Problem to work on: Give the entries again, word for word.

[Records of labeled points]

++++++

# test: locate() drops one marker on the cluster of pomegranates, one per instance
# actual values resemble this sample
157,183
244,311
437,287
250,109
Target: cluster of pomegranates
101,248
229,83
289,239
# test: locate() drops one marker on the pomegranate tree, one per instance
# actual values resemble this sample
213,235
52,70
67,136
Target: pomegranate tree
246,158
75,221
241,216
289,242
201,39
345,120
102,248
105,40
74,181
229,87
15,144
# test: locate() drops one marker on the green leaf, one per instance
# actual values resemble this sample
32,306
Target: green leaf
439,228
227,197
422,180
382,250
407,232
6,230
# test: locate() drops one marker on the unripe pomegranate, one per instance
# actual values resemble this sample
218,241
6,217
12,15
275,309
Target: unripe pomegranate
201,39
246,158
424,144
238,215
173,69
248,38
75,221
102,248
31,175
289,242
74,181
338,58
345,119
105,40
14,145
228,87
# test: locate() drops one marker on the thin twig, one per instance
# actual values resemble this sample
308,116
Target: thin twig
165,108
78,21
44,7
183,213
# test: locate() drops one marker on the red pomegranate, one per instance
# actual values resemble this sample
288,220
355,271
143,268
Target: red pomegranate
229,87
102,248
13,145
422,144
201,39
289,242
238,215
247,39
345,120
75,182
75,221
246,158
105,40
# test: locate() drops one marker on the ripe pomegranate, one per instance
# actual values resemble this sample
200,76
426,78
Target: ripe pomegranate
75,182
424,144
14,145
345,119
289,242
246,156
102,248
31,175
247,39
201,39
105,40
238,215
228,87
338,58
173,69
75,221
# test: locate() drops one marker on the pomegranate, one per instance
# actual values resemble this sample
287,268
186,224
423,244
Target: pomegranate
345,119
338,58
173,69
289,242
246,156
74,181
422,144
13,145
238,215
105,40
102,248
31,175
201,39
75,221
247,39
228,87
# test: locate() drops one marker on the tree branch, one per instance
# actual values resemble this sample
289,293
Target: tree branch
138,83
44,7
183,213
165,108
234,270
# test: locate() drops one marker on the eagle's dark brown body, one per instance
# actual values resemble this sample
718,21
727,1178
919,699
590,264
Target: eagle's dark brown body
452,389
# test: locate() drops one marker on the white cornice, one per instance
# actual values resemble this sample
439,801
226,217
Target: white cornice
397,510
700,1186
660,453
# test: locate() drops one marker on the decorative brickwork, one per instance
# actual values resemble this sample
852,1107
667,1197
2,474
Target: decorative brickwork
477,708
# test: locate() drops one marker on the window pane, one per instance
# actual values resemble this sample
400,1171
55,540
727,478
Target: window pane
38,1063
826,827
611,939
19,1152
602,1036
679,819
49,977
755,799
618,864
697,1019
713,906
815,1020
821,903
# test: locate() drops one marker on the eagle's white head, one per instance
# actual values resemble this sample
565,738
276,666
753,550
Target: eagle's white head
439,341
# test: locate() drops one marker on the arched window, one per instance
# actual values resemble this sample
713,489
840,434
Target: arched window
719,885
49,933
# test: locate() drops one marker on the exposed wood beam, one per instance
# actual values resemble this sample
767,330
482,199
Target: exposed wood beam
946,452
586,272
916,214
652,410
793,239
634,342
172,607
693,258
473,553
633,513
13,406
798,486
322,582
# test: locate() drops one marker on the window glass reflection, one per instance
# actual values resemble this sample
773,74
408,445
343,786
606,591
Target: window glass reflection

++++++

Written solution:
# test: locate() drops one marker on the cluster of pomegranates, one per instance
# actual values resemble this sample
157,183
244,311
437,287
250,109
Target: cluster of pomegranates
101,248
229,83
289,239
# test: locate() drops one marker on the pomegranate tree, one per instance
# actual values resemble this sample
213,235
52,70
67,136
Target: pomegranate tree
246,158
75,221
241,216
289,242
201,39
345,120
102,248
105,40
74,181
229,87
15,144
# test: locate() drops one marker on the green leaf, one per instance
# actual values resemble this sample
32,306
Target: green leaf
439,228
227,197
422,180
382,250
407,232
6,230
# test: locate() drops one marker on the unripe pomegranate, one per instance
# actual values resemble this sample
218,241
6,217
12,15
275,309
Target: unripe pomegranate
201,39
246,158
424,144
238,215
173,69
248,38
75,221
102,248
31,175
289,242
74,181
338,58
345,119
105,40
14,145
228,87
# test: locate() drops one marker on the thin twig, one per instance
# actual values resemble this sample
308,116
Target: thin twig
165,108
78,21
44,7
183,213
# test: locate() drops one marker on the red pomegranate, one per instance
# actual values resemble this sample
288,220
355,271
143,268
Target: red pomegranate
229,87
102,248
13,145
422,144
201,39
289,242
238,215
247,39
345,120
75,182
75,221
246,158
105,40
# test: locate() drops one marker on the ripe pomegranate, one per instance
# actual values resemble this sample
200,76
426,78
Target: ripe pomegranate
75,182
424,144
14,145
345,119
289,242
246,156
102,248
31,175
247,39
201,39
105,40
238,215
228,87
338,58
173,69
75,221
# test: locate() drops one marker on the pomegranate, one per instance
# actual values resemble this sample
287,268
186,224
423,244
Target: pomegranate
345,119
338,58
173,69
289,242
246,156
74,181
422,144
13,145
238,215
105,40
102,248
31,175
201,39
75,221
247,39
228,87
# test: locate() drops one marker on the tree branch, one per instance
# actual values resemble this sample
289,293
Target: tree branch
138,83
44,7
183,213
165,108
234,270
# test: locate() drops one marker on the eagle's dark brown body, one per instance
# actual values resemble this sample
718,21
727,1178
919,699
590,264
Target: eagle's dark brown body
452,389
# test: locate() drops one marker on the white cornice, one per instance
# actual values resemble this sample
439,801
226,217
Target: white cornice
397,510
700,1186
660,453
# test: locate() drops one marker on the decorative brickwork, one per instance
# actual values resemble this sample
852,1107
667,1197
2,474
Target: decorative brickwork
477,708
# test: locate() drops one marker on the window pane, one per instance
# actual values resemble this sample
400,1171
55,540
727,478
Target: window pane
38,1063
826,827
611,939
19,1152
602,1036
679,819
49,977
755,799
618,864
697,1019
713,906
815,1020
821,903
# test: locate() drops one marker on the eagle's white head, one per instance
# actual values resemble this sample
565,738
276,666
753,550
Target: eagle's white head
439,341
# test: locate() drops one marker on the arched window, one per instance
# actual values resemble this sample
713,489
840,434
Target: arched window
719,885
49,933
# test: locate() drops one marker on the exposed wood beam, one per instance
# actual values resemble this sample
767,330
482,199
Target: exposed wood beam
946,452
586,272
916,214
652,410
793,239
634,342
172,607
693,258
473,553
633,513
13,406
798,486
322,582
# test: locate() drops one marker on the window glass reflection, one per instance
# actual values resemble this sample
773,74
408,445
343,786
606,591
Target: window glass reflection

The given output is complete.